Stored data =
** start **

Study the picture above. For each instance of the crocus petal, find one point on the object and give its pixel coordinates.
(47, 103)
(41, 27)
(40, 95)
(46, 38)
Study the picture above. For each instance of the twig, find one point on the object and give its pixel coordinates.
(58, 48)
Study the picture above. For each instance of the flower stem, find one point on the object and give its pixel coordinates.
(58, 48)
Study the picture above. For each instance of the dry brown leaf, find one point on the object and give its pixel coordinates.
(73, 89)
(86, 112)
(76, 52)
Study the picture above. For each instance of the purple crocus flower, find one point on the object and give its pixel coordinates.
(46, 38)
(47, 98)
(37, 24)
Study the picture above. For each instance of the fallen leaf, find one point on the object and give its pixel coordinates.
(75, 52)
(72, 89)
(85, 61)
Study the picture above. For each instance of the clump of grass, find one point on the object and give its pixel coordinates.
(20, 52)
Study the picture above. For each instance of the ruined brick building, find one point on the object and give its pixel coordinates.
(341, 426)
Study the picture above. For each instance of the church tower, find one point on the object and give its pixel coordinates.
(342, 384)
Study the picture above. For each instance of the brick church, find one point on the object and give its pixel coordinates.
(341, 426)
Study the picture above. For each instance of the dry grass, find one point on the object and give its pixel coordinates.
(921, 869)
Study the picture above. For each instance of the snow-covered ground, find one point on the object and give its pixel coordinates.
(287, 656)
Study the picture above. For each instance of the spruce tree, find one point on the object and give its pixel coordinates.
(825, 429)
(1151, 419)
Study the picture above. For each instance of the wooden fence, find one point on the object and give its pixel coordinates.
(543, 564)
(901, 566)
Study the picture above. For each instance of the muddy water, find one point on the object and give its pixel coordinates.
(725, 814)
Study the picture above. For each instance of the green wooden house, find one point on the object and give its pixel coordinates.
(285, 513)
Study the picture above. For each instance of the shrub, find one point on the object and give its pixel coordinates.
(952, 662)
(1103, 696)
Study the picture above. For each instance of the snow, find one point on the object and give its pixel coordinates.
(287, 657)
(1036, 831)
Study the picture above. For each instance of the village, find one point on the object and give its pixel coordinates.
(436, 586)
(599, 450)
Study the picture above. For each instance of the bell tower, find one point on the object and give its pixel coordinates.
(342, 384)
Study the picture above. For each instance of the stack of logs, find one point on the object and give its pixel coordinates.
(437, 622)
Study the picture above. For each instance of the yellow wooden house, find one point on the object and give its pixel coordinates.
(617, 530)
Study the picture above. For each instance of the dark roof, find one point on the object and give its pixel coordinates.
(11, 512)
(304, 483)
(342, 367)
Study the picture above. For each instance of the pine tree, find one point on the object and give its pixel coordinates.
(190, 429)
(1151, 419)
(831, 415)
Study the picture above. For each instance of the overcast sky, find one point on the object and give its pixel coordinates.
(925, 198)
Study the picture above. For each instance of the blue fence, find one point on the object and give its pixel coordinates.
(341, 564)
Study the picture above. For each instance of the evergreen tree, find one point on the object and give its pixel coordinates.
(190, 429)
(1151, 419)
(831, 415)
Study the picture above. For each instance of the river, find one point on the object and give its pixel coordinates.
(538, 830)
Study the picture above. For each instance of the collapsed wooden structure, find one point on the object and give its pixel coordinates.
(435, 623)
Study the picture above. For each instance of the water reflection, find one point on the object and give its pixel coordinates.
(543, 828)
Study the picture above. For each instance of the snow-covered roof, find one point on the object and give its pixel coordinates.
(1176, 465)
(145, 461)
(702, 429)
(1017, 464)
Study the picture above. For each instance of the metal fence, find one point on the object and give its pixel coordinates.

** end **

PROBLEM =
Copy out the material above word for word, keeping every line in its original order.

ANSWER TO THIS PROBLEM =
Study the picture above. For each instance of the crocus petal, find one point on the object and give its pixel coordinates.
(47, 103)
(41, 27)
(40, 95)
(46, 38)
Study the picture above. For each instance of the twig, find one point on the object and give its pixel coordinates.
(58, 48)
Study the picture above. For each instance of the flower stem, find one point on the object and give its pixel coordinates.
(58, 48)
Study the picture above. For each instance of the dry brown leaf, find one point on the object and give its pixel coordinates.
(73, 89)
(86, 112)
(76, 52)
Study the picture above. For each instance of the purple crocus flower, find one point on the object and give its pixel coordinates.
(46, 38)
(47, 98)
(37, 24)
Study the picture above. For each instance of the fallen leaf, find one point on the object and give its pixel coordinates.
(75, 52)
(72, 89)
(85, 61)
Study the picture above. For each instance of the clump of grass, find one point on the object and give its pixel coordinates.
(20, 52)
Study the picture above. For each instance of the ruined brick building, find one point on the object and give its pixel coordinates.
(341, 426)
Study the picture above. For each instance of the church tower, find one point on the object and give its pixel coordinates.
(342, 384)
Study the picture above. For each instance of the brick church, find one point on the object and give its pixel coordinates.
(341, 426)
Study the picture above. For each instance of the dry grass, find one point on the object and give its pixel coordinates.
(921, 869)
Study the picture above. For each instance of the snow-covered ground, find one point on the object and give its pixel coordinates.
(287, 656)
Study the picture above. For each instance of the spruce tree, find one point on the object and give its pixel coordinates.
(825, 429)
(1151, 419)
Study the picture above. For each instance of the wooden fence, find one point on the object and give its pixel coordinates.
(543, 564)
(901, 566)
Study the picture above. For each instance of the muddy water, find one point on the object and give its pixel coordinates.
(725, 814)
Study the picture above. For each instance of the green wooden house, find one point on the object and give its pixel coordinates.
(285, 513)
Study the picture above. For each instance of the shrub, find one point on the object and give its pixel coordinates.
(952, 662)
(1103, 696)
Study the picture above. For each instance of the snow, find one point on the object and give its pixel coordinates.
(287, 657)
(1036, 831)
Study the picture above. For each instance of the village, find one point on the object and give its pixel coordinates.
(436, 586)
(599, 450)
Study the picture above. For each instance of the bell tower, find one point on the object and give its pixel coordinates.
(342, 384)
Study the picture above. For each instance of the stack of logs, find one point on the object and give its pixel coordinates.
(437, 622)
Study the picture above. For each instance of the yellow wooden house, find one point on the object and give its pixel coordinates.
(617, 530)
Study the picture above. For each instance of the dark roof, find one point on the object and give its pixel coordinates.
(11, 512)
(304, 483)
(342, 367)
Study the picture above. For each instance of the pine tree, find one point on the object and give its pixel coordinates.
(190, 429)
(1151, 419)
(831, 415)
Study the picture above. For each instance of the overcast sky, find one point on the object and give its pixel coordinates.
(925, 198)
Study the picture above. For each instance of the blue fence, find one point on the object and give its pixel coordinates.
(341, 564)
Study the picture above. For each instance of the evergreen tree, find one point on the object and give its pixel coordinates.
(190, 429)
(1151, 419)
(831, 415)
Study the picture above. For each instance of the river, find one point on the object and give its pixel coordinates.
(538, 830)
Study the picture above. For each instance of the collapsed wooden structure, find one point on the object and give its pixel coordinates.
(435, 623)
Study the picture above. For each instance of the water reflection, find one point on the object and give its pixel coordinates.
(543, 828)
Study the picture above. For each instance of the snow-covered roof, find one point on the object and give its pixel coordinates.
(1176, 465)
(145, 461)
(702, 429)
(1017, 464)
Study the picture above. For each instance of the metal fence, find one point on the object and give its pixel coordinates.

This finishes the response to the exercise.